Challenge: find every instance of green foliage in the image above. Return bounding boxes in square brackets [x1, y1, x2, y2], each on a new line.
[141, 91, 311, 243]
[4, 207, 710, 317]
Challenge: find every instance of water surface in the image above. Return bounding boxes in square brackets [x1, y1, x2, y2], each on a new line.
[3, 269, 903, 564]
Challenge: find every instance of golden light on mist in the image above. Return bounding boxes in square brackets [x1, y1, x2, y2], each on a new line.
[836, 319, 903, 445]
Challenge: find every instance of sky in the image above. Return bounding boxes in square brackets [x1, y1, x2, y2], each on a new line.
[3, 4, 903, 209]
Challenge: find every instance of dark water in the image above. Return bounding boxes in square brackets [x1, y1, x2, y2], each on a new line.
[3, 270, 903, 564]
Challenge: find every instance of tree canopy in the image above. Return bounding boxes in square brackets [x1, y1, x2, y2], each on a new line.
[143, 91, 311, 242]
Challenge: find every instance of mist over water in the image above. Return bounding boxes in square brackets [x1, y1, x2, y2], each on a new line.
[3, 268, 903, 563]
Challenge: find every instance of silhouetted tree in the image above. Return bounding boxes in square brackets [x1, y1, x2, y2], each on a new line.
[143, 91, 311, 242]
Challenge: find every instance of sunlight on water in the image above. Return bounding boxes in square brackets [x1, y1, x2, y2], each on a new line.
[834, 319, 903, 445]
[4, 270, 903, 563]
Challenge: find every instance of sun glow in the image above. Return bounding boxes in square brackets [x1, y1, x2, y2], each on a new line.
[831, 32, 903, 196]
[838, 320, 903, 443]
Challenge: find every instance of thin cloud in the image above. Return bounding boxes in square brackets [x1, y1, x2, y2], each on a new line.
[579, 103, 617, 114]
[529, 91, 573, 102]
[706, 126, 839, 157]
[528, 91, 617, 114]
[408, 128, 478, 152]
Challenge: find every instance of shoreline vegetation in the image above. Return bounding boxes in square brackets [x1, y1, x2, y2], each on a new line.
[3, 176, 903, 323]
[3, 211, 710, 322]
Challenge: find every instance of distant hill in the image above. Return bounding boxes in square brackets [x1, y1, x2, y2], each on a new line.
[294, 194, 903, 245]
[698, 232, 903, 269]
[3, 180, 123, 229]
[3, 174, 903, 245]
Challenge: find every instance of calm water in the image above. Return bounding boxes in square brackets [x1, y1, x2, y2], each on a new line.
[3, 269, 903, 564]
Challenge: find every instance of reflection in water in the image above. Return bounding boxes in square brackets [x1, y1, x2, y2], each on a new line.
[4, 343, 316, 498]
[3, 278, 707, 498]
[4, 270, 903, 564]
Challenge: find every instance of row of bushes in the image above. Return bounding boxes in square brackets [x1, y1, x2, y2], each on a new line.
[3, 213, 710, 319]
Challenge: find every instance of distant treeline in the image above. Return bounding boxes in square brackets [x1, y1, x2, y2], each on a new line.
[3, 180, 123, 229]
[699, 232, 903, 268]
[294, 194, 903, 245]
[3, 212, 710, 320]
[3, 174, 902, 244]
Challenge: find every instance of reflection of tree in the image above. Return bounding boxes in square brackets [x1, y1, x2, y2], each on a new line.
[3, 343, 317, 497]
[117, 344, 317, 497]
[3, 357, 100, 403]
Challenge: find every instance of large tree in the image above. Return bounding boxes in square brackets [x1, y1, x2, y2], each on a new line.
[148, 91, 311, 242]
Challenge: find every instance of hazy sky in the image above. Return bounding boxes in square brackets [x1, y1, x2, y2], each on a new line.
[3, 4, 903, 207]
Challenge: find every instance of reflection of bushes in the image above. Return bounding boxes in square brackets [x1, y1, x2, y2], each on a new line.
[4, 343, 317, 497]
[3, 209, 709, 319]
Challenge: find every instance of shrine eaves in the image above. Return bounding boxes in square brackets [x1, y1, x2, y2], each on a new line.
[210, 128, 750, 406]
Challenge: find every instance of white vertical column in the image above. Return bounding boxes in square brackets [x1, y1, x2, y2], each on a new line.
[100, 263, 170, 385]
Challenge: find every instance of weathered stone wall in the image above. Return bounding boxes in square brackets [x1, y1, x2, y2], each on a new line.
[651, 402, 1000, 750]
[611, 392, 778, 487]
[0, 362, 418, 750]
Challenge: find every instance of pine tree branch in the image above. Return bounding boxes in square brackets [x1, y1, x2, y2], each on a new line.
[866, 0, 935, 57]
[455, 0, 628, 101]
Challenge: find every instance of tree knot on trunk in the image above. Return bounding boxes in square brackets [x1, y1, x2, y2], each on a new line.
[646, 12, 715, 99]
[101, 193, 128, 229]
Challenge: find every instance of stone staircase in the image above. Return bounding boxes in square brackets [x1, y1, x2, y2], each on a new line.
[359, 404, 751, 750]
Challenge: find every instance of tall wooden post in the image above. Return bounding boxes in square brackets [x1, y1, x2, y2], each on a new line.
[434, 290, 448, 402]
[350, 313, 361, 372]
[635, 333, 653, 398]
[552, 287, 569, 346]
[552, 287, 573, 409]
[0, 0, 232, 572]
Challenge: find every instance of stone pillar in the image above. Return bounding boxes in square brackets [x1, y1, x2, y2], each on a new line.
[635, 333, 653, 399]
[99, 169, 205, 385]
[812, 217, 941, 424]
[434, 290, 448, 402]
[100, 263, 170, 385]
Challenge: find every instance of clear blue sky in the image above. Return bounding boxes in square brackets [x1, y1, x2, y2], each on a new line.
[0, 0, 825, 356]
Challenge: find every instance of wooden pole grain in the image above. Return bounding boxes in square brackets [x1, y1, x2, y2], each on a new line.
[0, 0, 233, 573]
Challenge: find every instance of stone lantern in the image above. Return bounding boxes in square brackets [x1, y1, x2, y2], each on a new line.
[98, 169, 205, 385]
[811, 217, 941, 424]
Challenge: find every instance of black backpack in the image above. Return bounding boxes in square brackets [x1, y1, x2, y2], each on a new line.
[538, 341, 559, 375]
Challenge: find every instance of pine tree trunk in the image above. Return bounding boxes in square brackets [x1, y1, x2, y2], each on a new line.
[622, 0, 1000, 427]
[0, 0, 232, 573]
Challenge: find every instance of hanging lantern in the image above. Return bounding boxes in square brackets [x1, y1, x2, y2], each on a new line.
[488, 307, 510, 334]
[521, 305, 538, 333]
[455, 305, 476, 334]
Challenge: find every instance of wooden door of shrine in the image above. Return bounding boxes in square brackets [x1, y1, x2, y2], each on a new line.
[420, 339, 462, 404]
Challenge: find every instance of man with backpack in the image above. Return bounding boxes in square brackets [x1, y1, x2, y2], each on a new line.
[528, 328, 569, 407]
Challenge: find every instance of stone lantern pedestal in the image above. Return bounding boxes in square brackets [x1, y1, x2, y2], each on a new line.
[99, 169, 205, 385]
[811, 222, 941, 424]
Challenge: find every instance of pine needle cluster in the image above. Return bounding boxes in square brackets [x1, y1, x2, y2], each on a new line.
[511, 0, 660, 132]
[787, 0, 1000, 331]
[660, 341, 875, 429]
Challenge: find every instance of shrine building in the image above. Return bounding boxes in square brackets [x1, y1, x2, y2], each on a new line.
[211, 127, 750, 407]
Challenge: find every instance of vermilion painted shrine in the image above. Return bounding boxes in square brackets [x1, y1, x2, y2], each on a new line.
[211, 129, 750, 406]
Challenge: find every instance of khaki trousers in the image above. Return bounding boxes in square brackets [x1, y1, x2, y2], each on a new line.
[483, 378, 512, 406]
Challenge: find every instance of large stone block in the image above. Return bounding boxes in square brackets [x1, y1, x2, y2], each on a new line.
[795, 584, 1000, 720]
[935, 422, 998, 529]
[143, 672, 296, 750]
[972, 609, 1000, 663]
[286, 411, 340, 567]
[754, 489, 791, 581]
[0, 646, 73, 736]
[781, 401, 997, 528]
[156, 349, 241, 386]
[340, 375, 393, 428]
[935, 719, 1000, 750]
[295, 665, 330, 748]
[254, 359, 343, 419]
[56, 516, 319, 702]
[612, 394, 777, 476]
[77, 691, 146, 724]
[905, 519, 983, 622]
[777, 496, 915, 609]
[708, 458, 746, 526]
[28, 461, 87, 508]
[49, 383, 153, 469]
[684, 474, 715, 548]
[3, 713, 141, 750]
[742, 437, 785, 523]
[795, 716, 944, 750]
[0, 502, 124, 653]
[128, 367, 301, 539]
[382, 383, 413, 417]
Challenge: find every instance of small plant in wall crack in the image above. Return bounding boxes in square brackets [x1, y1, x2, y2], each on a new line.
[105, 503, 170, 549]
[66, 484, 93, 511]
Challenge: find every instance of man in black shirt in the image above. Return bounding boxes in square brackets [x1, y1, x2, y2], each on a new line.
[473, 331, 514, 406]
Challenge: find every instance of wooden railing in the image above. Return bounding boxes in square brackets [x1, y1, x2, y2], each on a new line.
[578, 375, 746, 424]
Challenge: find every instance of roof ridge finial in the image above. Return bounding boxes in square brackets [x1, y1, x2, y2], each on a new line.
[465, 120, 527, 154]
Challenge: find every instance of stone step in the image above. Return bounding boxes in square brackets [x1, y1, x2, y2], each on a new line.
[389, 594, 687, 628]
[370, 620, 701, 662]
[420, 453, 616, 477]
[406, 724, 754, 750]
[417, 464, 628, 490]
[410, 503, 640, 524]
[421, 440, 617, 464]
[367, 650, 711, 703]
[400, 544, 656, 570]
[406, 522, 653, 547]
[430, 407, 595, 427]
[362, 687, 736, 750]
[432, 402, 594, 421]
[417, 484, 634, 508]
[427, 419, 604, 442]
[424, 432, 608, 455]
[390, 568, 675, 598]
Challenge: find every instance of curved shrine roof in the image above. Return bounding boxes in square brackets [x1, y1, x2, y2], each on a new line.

------------------------------

Stated exercise:
Replace "backpack" with "rucksack" in everything from the line containing "Challenge: find every instance of wooden pole" down to the line containing "[211, 127, 750, 407]", and reproduce only that stretch with all other wording left as it stands.

Reply to the exercise:
Challenge: find every instance of wooden pole grain in the image above. Return bounding boxes in square brackets [x1, y1, x2, y2], each on a new line.
[0, 0, 233, 573]
Challenge: find every instance of stone lantern in the image above. Return bounding boxes in square brackets [x1, y1, x2, y2], each on a new line.
[98, 169, 205, 385]
[811, 217, 941, 424]
Challenge: find every instance of black rucksack in the image above. Return bounding boxes in square brackets [x1, y1, x2, y2], each on a new line.
[538, 341, 559, 375]
Challenge: find every instance of pine tree trunk in the image above. Return bounding boxes in square brackets [x1, y1, x2, y2], each on a new line.
[622, 0, 1000, 427]
[0, 0, 232, 573]
Challenge: find every instance of hanging lantern in the image above. Return bounding boxes in square brackets [x1, y1, x2, y2], each on a new line.
[488, 307, 510, 334]
[521, 305, 538, 333]
[455, 305, 476, 334]
Challenge: find every instance of wooden door of shrine in the image above. Return bounding boxes in square brackets [x1, y1, x2, y2], each on a new line.
[420, 339, 462, 404]
Challenge: find every instance of man with rucksack in the image above. Return bounding boxes in square brackets [x1, y1, x2, y2], each on a new line.
[528, 328, 569, 407]
Challenge: find every instance of stone lantern pedestal in the image above. Return bounding boxes in square brackets [x1, y1, x2, y2], each on a new line.
[99, 169, 205, 385]
[811, 222, 941, 424]
Challenge: find every instance of pine needle cluster in the image above. Return bounding boxes in square brackets [x1, y1, x2, y2], each on a new line.
[511, 0, 660, 132]
[787, 0, 1000, 331]
[660, 341, 875, 429]
Challenge: find every instance of shrine building in the image above. Return bounding boxes in square brackets [x1, y1, x2, y2], each on a new line.
[211, 127, 750, 407]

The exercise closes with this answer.